§ **PASSAGE**
= = = = =

Have you started off the cycle on your filter yet and have you read about fishless cycling - if not there is a great article in the 'How to tips' section of this forum up at the top. I would really recommend it as it will save a lot of complications in the near future if you add fish too soon.

I cant give much advice on plants as I have mainly kept fish that are not compatible with plants - large cichlids, headstands, plecs etc.

I'm at a point now where Im looking to restock my tank and I've been thinking about Emperor Tetras they are really nice - i cant decide between the regular or the purple though.

In a 30g I would be wary of the Angels just because the tank could not be tall enough of them, you ideally want a 24 inch tall tank. I would look at some of the dwarf cichlids as companions, I think that Apistogramma Borelli could compliment the Emperors or Apistogramma Panduro, the males are steely blue and the females are black and yellow.

= = = = =

Location identification items:
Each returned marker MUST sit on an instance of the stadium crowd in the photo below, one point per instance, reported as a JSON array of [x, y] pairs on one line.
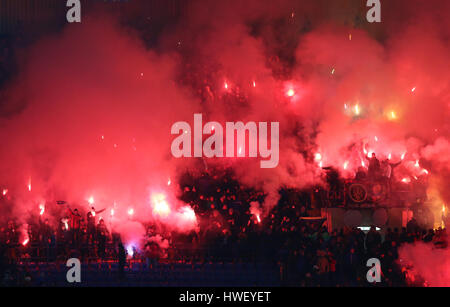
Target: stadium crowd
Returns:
[[303, 250]]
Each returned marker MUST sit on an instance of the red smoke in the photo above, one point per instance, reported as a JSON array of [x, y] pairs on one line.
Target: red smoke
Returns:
[[91, 108]]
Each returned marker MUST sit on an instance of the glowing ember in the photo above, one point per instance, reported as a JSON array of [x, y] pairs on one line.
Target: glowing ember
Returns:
[[130, 250], [160, 205], [318, 157], [345, 164], [188, 214], [392, 115]]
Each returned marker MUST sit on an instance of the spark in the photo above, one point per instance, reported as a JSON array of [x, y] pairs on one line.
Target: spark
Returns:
[[160, 205], [130, 250], [392, 115], [357, 110], [318, 156], [188, 214], [345, 164]]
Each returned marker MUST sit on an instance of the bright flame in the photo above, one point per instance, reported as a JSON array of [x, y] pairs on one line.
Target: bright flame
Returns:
[[392, 115], [345, 164], [188, 214], [318, 157], [130, 250], [160, 205], [290, 92]]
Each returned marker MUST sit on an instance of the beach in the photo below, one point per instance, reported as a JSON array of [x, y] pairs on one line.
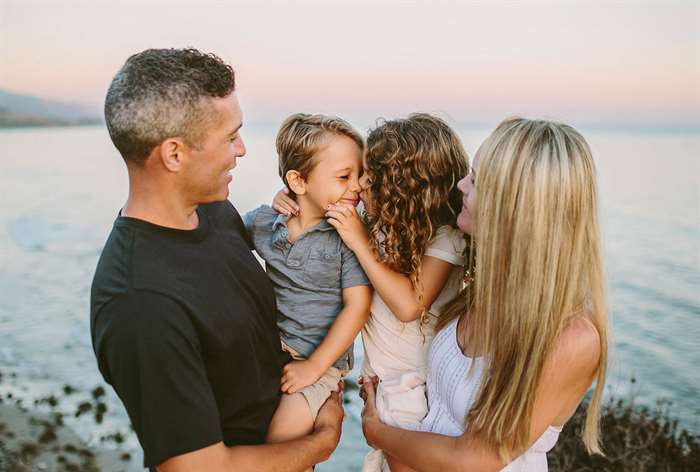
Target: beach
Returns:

= = = = =

§ **THE PROBLEM**
Extend the forum post about stocking a 30-gallon aquarium, beginning right after its final sentence.

§ **ANSWER FOR THE TASK**
What kind of water do you have? Hard or soft? Soft is generally better for South Americans but I have been keeping South Americans in quite hard water for a number of years.

Wills
My tap water ranges usually from 6.5-7.5pH. So kind of on the soft side sometimes, but mostly in the middle. I haven't put anything in the aquarium yet, and I'm not planning to introduce fish for a while. (aiming for February). Just trying to get an idea of what I want. Thanks, Hyr.
 
My tap water ranges usually from 6.5-7.5pH. So kind of on the soft side sometimes, but mostly in the middle. I haven't put anything in the aquarium yet, and I'm not planning to introduce fish for a while. (aiming for February). Just trying to get an idea of what I want. Thanks, Hyr.

The pH is not always indicative of the hardness of the water, and the latter is the more significant for fish, whether soft water or hard water species. You should be able to find your GH (general or total hardness) from your municipal water authority's website, or you can call them. With the number, give us the unit of measurement too, as there are several and we need to be able to convert.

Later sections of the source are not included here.